-- Extracted data --
____

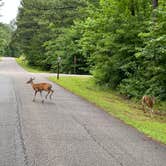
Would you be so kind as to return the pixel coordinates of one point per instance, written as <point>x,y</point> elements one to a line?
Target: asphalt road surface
<point>66,131</point>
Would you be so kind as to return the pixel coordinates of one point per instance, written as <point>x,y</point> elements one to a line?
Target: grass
<point>23,63</point>
<point>125,110</point>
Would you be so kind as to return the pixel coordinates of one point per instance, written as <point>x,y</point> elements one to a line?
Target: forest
<point>122,43</point>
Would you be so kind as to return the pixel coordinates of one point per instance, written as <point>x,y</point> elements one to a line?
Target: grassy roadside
<point>125,110</point>
<point>23,63</point>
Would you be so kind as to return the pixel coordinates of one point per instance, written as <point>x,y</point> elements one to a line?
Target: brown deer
<point>39,87</point>
<point>148,102</point>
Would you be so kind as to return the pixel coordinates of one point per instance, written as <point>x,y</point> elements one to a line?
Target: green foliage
<point>122,43</point>
<point>127,111</point>
<point>5,37</point>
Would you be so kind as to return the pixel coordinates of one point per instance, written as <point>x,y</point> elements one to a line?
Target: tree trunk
<point>155,4</point>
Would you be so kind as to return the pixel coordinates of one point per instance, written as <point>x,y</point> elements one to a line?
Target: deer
<point>148,102</point>
<point>39,87</point>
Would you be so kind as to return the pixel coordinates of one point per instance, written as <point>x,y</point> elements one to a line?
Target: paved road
<point>66,131</point>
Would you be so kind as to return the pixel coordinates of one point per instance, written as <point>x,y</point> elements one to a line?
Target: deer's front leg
<point>34,95</point>
<point>41,96</point>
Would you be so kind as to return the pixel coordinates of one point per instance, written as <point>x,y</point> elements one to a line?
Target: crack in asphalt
<point>19,124</point>
<point>95,140</point>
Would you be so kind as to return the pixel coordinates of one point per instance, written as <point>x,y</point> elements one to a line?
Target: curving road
<point>66,131</point>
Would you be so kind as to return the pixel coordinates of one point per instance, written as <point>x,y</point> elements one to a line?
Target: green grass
<point>23,63</point>
<point>125,110</point>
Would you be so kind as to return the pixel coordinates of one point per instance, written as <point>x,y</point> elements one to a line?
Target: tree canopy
<point>122,43</point>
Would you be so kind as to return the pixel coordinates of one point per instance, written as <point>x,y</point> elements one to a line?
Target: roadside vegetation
<point>24,64</point>
<point>128,111</point>
<point>121,43</point>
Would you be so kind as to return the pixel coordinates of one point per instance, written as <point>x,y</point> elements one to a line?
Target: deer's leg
<point>143,107</point>
<point>51,93</point>
<point>47,94</point>
<point>151,112</point>
<point>34,95</point>
<point>41,96</point>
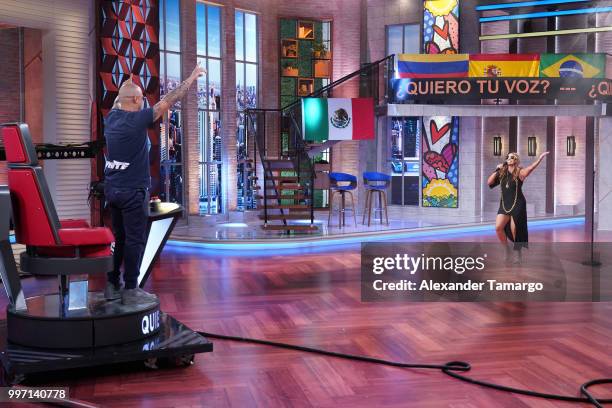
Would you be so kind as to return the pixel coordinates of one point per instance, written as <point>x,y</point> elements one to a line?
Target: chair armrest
<point>86,236</point>
<point>71,223</point>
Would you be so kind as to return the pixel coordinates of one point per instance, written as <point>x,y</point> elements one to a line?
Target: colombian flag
<point>573,65</point>
<point>431,65</point>
<point>504,65</point>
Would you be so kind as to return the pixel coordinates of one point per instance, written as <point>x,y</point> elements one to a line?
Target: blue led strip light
<point>527,4</point>
<point>438,233</point>
<point>542,14</point>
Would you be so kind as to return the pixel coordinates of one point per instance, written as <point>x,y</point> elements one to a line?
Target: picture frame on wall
<point>305,86</point>
<point>305,30</point>
<point>289,48</point>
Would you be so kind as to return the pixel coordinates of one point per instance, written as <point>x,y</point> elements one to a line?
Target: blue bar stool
<point>341,183</point>
<point>376,183</point>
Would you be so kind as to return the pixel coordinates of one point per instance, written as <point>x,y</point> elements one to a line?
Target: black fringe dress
<point>513,203</point>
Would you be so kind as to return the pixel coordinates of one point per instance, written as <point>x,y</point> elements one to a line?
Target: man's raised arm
<point>176,94</point>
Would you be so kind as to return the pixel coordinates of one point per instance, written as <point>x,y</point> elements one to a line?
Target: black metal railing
<point>373,82</point>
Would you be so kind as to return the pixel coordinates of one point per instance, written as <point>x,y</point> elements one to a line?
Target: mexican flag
<point>337,119</point>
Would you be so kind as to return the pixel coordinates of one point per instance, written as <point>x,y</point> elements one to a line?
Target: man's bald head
<point>130,96</point>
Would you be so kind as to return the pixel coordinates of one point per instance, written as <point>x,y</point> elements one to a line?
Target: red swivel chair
<point>54,246</point>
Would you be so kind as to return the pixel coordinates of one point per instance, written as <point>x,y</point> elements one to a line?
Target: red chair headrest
<point>18,145</point>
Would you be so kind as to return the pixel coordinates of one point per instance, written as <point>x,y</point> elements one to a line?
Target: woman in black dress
<point>511,221</point>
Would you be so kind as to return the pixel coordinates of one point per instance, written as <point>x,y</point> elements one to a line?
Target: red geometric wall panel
<point>128,43</point>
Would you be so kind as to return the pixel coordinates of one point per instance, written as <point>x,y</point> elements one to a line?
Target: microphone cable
<point>453,369</point>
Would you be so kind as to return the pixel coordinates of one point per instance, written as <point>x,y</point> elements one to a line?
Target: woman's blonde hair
<point>503,173</point>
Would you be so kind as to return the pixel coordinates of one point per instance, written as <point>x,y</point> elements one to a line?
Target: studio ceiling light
<point>497,145</point>
<point>532,146</point>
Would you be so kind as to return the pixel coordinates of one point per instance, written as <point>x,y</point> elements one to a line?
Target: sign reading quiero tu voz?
<point>572,77</point>
<point>463,271</point>
<point>405,89</point>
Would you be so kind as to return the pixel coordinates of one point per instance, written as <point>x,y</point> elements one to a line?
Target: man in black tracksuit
<point>127,182</point>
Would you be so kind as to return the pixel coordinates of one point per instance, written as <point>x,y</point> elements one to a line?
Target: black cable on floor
<point>453,369</point>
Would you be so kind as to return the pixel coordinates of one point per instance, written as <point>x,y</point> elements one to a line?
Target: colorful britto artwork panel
<point>440,136</point>
<point>441,27</point>
<point>440,163</point>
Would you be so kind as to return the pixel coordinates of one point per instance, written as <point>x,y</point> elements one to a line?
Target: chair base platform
<point>48,324</point>
<point>174,342</point>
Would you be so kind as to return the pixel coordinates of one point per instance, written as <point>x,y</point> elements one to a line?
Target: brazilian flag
<point>573,65</point>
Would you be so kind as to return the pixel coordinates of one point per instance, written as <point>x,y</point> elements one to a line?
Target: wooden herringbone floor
<point>313,298</point>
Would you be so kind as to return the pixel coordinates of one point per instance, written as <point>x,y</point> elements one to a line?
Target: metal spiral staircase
<point>286,193</point>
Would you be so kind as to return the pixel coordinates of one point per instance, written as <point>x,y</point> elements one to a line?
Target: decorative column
<point>440,134</point>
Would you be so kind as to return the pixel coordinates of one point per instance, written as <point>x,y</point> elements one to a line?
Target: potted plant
<point>319,50</point>
<point>290,69</point>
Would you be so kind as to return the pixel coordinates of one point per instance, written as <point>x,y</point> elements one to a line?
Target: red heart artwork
<point>442,32</point>
<point>442,162</point>
<point>436,134</point>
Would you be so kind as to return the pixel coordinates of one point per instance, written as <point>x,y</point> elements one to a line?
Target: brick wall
<point>9,82</point>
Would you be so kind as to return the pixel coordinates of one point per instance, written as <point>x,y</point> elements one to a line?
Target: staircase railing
<point>370,85</point>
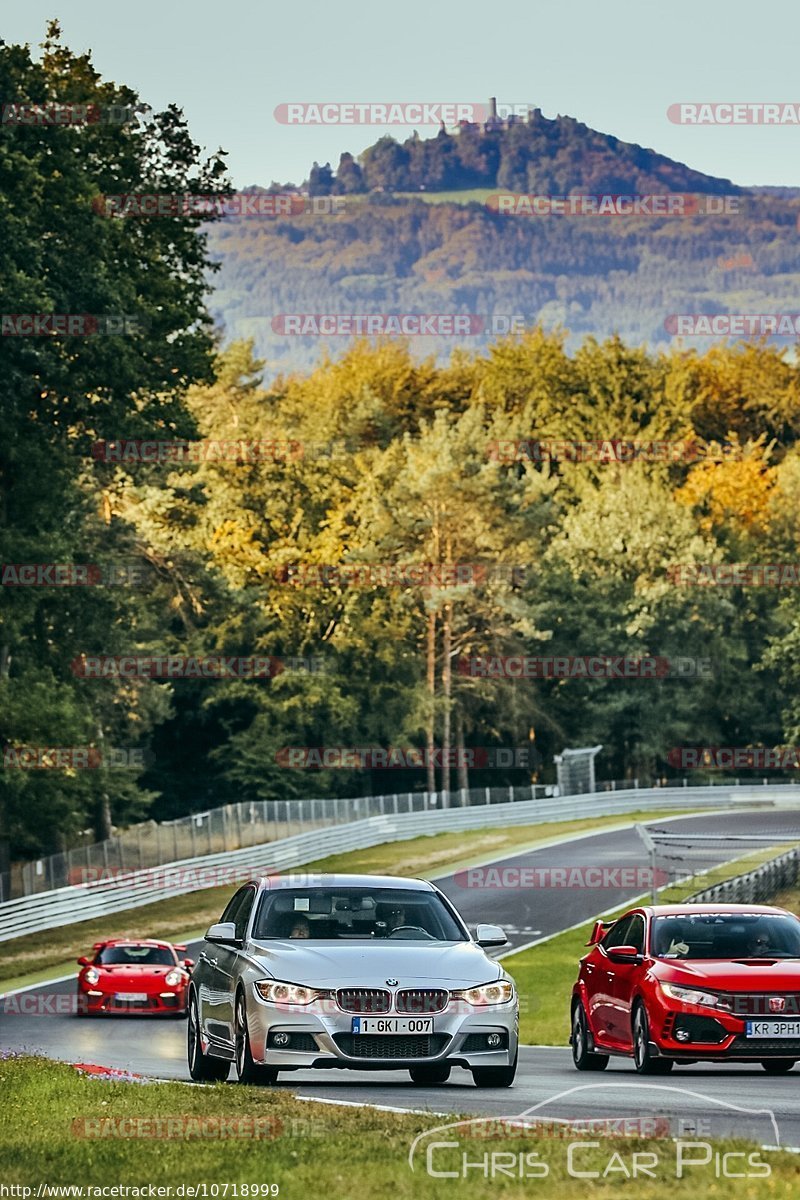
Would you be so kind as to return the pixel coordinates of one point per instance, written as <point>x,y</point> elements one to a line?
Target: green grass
<point>346,1153</point>
<point>545,973</point>
<point>38,957</point>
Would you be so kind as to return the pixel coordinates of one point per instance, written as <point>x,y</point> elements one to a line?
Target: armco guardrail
<point>132,889</point>
<point>758,886</point>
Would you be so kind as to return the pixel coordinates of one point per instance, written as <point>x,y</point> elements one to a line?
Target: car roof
<point>134,941</point>
<point>308,881</point>
<point>687,910</point>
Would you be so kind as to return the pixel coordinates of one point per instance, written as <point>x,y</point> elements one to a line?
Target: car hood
<point>370,965</point>
<point>738,975</point>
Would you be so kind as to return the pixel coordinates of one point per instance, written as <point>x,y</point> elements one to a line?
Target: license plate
<point>392,1025</point>
<point>773,1030</point>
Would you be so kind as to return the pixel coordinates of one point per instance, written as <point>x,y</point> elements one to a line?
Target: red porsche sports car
<point>125,976</point>
<point>687,983</point>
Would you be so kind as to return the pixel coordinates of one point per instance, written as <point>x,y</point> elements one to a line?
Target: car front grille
<point>364,1000</point>
<point>757,1003</point>
<point>421,1000</point>
<point>377,1045</point>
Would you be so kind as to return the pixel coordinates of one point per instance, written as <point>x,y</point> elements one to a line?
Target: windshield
<point>138,955</point>
<point>726,936</point>
<point>360,913</point>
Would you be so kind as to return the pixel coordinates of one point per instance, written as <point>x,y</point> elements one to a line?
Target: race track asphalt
<point>703,1093</point>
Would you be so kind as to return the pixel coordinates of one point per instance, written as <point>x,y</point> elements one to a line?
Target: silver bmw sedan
<point>355,971</point>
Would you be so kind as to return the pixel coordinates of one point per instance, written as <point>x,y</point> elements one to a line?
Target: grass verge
<point>545,973</point>
<point>38,957</point>
<point>354,1153</point>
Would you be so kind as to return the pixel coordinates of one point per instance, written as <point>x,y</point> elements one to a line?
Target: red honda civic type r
<point>687,983</point>
<point>125,976</point>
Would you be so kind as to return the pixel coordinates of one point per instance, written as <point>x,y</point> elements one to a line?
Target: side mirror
<point>625,954</point>
<point>599,931</point>
<point>224,933</point>
<point>491,935</point>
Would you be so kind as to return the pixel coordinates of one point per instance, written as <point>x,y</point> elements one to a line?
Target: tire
<point>248,1071</point>
<point>777,1066</point>
<point>582,1056</point>
<point>437,1073</point>
<point>202,1067</point>
<point>645,1062</point>
<point>494,1077</point>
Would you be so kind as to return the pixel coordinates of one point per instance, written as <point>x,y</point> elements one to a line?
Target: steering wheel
<point>413,929</point>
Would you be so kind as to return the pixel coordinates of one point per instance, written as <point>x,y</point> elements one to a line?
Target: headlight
<point>486,994</point>
<point>276,991</point>
<point>695,996</point>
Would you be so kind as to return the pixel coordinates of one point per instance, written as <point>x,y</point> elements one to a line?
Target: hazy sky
<point>617,67</point>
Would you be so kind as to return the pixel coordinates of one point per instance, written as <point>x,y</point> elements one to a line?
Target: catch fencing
<point>130,889</point>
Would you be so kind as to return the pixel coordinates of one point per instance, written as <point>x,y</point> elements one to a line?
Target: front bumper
<point>320,1037</point>
<point>96,1001</point>
<point>696,1032</point>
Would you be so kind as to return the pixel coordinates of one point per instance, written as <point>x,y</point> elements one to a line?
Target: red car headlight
<point>695,996</point>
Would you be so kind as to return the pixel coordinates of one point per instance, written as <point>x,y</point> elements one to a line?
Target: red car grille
<point>769,1003</point>
<point>421,1000</point>
<point>364,1000</point>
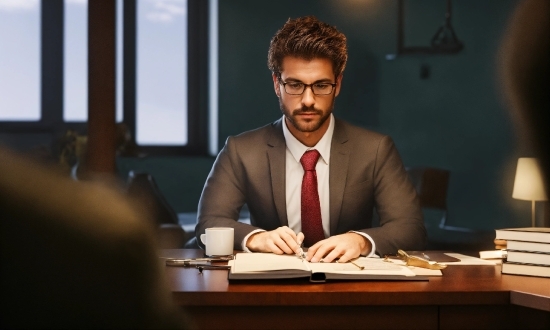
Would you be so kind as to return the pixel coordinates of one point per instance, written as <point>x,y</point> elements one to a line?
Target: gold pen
<point>300,254</point>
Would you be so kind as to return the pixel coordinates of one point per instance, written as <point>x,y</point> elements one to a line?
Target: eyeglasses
<point>298,88</point>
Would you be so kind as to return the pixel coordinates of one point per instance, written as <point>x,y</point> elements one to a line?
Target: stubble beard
<point>309,126</point>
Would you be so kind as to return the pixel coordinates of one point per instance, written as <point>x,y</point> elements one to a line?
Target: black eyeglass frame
<point>284,83</point>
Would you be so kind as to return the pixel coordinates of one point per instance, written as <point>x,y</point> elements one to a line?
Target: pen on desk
<point>300,254</point>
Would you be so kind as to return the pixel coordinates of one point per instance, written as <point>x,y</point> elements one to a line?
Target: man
<point>356,169</point>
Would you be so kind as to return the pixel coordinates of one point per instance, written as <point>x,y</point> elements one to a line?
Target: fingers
<point>279,241</point>
<point>300,238</point>
<point>342,247</point>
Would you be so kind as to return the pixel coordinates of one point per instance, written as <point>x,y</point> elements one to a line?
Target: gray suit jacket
<point>366,172</point>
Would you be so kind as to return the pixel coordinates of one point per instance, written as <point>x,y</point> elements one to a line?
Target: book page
<point>261,262</point>
<point>372,266</point>
<point>265,262</point>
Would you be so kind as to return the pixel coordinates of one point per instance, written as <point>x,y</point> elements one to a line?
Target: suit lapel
<point>276,153</point>
<point>338,171</point>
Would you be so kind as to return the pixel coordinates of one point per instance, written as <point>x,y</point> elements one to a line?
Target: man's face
<point>307,113</point>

____

-- Exercise task --
Change "asphalt" to "tarmac" in the data from its start through the line containing "<point>95,140</point>", and give that part again with nothing else altered. Leave the pictures out.

-- Final result --
Would you be so kind as to return the pixel coordinates of one point per instance, written as <point>x,y</point> elements one to a line?
Target: tarmac road surface
<point>66,131</point>
Would you be so kind as to return the pixel coordinates of one point per instance, written as <point>x,y</point> elements one to a line?
Target: grass
<point>23,63</point>
<point>125,110</point>
Would you be so kind as to return the pixel coordinates of one point per instance, written as <point>x,y</point> elements one to a line?
Target: forest
<point>122,43</point>
Would you be so kind as to return the pixel coordinates of one point per instance, written as <point>x,y</point> elements one to a line?
Target: grassy roadside
<point>125,110</point>
<point>23,63</point>
Would you be so kind as to return the pixel coordinates of one point per instance, written as <point>x,y</point> elements one to a line?
Target: brown deer
<point>39,87</point>
<point>148,102</point>
Would you be so kind as to return the pixel coordinates of one point per instance, written as <point>x,y</point> elements one to a line?
Target: green foliage
<point>122,43</point>
<point>127,111</point>
<point>5,37</point>
Would you be so kind as to return the pixel coordinates of one point per instance, written as <point>x,y</point> elements one to a line?
Target: tree trunk
<point>155,4</point>
Would you be so kind as to return the pixel coordinates of one point per instance, written as <point>x,y</point> elements one to a line?
Target: deer
<point>148,102</point>
<point>39,87</point>
Would you be so kind as to return the pixel coordinates of one point per instance, written as <point>x,y</point> elements one to a line?
Target: paved road
<point>66,131</point>
Would you be so kind as to return the pixel coordinates of one point per instance, written as <point>x,y</point> elements one to a line?
Target: deer's front leg
<point>34,95</point>
<point>41,96</point>
Would you be so kind as to return the pixel coordinates of one point per instance, written as <point>x,y</point> elements one to a line?
Target: crack in tarmac
<point>19,124</point>
<point>95,140</point>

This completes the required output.